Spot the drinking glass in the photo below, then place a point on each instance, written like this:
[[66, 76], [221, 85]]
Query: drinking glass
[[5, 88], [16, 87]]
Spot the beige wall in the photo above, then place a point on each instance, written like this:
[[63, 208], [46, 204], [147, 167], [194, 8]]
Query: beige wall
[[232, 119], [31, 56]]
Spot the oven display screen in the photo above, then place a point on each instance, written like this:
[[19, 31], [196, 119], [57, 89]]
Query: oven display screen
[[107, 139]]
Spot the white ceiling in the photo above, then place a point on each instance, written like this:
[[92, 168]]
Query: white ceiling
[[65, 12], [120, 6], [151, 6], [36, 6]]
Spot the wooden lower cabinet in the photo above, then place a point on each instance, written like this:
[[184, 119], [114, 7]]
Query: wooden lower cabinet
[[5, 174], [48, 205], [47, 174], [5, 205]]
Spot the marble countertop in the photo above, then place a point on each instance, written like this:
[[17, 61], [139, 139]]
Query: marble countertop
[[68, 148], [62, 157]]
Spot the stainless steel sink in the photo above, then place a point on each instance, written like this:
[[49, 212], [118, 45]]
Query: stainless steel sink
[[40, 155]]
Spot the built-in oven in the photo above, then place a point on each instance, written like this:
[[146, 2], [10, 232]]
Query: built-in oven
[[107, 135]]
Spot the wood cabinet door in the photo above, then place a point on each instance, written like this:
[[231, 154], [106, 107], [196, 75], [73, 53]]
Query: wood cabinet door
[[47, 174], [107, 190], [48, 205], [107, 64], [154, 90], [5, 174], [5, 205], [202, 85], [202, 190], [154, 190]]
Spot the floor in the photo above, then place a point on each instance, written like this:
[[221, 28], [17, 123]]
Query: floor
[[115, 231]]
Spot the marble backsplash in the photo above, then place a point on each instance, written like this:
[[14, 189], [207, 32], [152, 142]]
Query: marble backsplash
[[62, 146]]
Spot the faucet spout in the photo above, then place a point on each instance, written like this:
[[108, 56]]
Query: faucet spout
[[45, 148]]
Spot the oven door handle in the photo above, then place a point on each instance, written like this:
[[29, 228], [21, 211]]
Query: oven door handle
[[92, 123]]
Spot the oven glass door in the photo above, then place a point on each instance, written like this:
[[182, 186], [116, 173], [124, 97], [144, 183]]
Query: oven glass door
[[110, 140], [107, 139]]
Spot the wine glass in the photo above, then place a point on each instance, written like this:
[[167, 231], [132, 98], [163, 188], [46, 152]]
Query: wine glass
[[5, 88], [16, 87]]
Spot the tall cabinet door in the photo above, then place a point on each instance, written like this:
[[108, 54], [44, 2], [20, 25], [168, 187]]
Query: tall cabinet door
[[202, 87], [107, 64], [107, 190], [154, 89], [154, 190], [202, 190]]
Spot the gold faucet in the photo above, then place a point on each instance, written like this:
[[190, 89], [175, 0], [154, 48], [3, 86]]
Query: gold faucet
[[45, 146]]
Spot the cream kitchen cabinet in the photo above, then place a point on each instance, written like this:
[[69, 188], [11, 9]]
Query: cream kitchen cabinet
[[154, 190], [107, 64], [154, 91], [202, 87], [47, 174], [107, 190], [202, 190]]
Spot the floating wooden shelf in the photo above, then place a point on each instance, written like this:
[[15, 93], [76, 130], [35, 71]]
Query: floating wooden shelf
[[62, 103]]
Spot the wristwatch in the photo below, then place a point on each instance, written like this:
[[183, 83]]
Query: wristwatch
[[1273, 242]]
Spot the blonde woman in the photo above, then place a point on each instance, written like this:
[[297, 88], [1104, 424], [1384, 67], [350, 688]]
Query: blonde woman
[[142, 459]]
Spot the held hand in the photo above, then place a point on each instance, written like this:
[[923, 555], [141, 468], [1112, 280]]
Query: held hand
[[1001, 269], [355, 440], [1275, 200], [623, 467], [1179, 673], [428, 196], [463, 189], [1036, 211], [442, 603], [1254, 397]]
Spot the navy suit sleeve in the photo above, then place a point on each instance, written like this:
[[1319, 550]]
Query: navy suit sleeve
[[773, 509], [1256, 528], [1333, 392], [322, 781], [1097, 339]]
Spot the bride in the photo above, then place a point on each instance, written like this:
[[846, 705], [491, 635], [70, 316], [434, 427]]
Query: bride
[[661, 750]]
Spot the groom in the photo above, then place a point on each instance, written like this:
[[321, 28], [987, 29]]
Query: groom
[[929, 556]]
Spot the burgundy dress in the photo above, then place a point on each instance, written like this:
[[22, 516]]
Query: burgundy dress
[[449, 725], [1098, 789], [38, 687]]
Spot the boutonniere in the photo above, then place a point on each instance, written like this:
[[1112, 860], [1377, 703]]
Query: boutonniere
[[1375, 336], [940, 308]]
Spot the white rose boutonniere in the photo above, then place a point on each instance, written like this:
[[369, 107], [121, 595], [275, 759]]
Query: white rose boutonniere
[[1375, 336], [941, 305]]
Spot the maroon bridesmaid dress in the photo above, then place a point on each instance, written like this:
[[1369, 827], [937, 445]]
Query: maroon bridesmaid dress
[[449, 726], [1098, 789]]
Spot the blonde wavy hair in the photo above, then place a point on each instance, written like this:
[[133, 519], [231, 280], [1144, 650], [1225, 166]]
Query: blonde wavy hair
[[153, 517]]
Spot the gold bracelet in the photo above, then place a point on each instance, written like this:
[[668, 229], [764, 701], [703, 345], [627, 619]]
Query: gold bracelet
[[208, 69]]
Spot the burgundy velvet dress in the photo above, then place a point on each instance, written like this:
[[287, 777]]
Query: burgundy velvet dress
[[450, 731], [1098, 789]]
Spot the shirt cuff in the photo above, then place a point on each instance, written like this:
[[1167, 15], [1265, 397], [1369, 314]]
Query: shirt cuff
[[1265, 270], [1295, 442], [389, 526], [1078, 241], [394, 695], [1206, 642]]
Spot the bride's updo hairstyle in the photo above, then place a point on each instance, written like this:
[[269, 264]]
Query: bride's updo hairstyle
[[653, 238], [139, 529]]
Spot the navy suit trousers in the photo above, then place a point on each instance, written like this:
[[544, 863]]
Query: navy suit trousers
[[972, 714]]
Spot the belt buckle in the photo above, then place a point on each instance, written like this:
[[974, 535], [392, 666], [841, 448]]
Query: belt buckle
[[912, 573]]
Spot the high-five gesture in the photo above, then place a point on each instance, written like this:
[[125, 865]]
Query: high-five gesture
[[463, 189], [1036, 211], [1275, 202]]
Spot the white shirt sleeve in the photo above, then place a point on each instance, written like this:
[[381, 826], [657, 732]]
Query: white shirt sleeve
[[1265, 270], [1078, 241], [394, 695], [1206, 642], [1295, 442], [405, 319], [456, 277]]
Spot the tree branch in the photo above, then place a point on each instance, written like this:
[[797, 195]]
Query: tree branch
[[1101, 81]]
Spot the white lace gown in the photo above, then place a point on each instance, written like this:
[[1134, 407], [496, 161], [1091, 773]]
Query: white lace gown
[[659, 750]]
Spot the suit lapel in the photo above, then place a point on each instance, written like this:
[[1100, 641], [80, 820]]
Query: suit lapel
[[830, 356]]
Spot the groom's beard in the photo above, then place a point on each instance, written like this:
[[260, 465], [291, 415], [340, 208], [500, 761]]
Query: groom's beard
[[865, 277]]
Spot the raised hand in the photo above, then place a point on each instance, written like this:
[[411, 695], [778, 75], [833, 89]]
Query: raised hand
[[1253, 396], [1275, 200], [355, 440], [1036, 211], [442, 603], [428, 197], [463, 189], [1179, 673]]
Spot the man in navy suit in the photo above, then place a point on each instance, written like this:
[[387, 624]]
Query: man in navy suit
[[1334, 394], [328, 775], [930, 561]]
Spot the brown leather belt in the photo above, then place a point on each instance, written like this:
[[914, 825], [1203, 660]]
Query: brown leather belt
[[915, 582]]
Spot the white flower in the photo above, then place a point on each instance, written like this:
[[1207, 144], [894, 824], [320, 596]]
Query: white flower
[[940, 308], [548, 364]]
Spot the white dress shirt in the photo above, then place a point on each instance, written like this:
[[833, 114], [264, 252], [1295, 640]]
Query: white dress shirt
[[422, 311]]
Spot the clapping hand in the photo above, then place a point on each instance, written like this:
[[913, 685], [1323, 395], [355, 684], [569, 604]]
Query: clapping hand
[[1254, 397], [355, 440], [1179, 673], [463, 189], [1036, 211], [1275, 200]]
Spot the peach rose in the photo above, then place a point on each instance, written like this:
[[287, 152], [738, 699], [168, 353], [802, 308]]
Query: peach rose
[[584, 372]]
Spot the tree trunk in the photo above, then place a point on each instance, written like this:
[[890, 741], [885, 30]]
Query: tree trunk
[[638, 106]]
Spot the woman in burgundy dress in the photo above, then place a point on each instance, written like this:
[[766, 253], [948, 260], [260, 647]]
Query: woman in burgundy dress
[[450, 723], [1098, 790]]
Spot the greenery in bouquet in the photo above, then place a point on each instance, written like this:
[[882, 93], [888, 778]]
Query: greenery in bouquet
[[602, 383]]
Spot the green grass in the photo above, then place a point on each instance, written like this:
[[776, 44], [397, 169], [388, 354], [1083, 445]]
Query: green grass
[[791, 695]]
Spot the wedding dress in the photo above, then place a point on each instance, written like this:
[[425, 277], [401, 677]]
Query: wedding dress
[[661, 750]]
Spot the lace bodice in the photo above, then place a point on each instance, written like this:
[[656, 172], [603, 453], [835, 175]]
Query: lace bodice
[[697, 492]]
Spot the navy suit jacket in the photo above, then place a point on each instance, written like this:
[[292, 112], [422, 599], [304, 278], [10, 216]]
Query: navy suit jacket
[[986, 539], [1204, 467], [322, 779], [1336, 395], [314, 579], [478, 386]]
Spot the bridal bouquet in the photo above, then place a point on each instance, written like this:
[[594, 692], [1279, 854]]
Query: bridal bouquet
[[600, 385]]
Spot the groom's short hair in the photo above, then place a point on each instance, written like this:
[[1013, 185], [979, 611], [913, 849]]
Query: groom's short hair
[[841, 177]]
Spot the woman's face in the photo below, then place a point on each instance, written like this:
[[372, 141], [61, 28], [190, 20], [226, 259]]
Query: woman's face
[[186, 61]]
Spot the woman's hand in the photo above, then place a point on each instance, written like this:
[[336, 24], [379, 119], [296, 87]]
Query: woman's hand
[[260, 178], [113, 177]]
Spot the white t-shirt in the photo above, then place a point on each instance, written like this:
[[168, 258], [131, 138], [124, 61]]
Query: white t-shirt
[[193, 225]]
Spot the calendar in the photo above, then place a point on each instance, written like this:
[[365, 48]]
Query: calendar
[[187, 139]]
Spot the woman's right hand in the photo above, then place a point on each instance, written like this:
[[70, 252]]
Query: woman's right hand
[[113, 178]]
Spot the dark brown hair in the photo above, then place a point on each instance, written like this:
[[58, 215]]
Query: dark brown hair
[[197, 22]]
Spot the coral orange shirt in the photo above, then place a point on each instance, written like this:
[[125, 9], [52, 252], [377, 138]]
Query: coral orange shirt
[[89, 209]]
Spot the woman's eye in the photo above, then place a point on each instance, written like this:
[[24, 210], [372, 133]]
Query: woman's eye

• • • • •

:: The request ::
Rewrite the lines from the one containing "Spot the beige" through the one containing "[[62, 146]]", both included, as a JSON array of strings with one string per line. Omit blank lines.

:: Exercise answer ::
[
  "Spot the beige wall in the photo above, then place a point on each instance, written like this:",
  "[[63, 208], [46, 204], [147, 167], [194, 8]]",
  "Query: beige wall",
  "[[232, 119], [31, 56]]",
  "Spot the oven display screen in the photo above, then place a point on each instance, written like this:",
  "[[19, 31], [196, 119], [57, 89]]",
  "Query: oven display screen",
  "[[107, 139]]",
  "Spot the white ceiling in the photo above, then place a point on each instance, written like this:",
  "[[92, 168]]",
  "Query: white ceiling",
  "[[65, 12], [120, 6], [151, 6], [36, 6]]",
  "Spot the wooden lower cabinet in the photo above, then place a point on each instance, written like this:",
  "[[184, 119], [114, 7]]",
  "Query: wooden lower cabinet",
  "[[5, 174], [48, 205], [47, 174], [5, 205]]",
  "Spot the marble countertop in the photo above, then place a point on each instance, written like this:",
  "[[17, 61], [139, 139]]",
  "Query: marble countertop",
  "[[68, 148], [62, 157]]",
  "Spot the stainless steel sink in the photo above, then place a point on each instance, written like this:",
  "[[49, 212], [118, 45]]",
  "Query: stainless steel sink",
  "[[40, 155]]",
  "Spot the built-in oven in the photo above, then place a point on each instance, written like this:",
  "[[146, 2], [10, 232]]",
  "Query: built-in oven",
  "[[107, 135]]",
  "Spot the wood cabinet door in the photo above, then place a point on each instance, written like this:",
  "[[231, 154], [106, 107], [196, 75], [73, 53]]",
  "Query: wood cabinet door",
  "[[47, 174], [107, 190], [48, 205], [107, 64], [154, 90], [5, 174], [5, 205], [202, 85], [202, 190], [154, 190]]",
  "Spot the floor in the photo above, then place a point on each instance, written like this:",
  "[[221, 28], [17, 123]]",
  "Query: floor",
  "[[115, 231]]",
  "Spot the marble backsplash in the photo above, then place a point on each instance, written like this:",
  "[[14, 189], [207, 32], [152, 142]]",
  "Query: marble backsplash",
  "[[62, 146]]"
]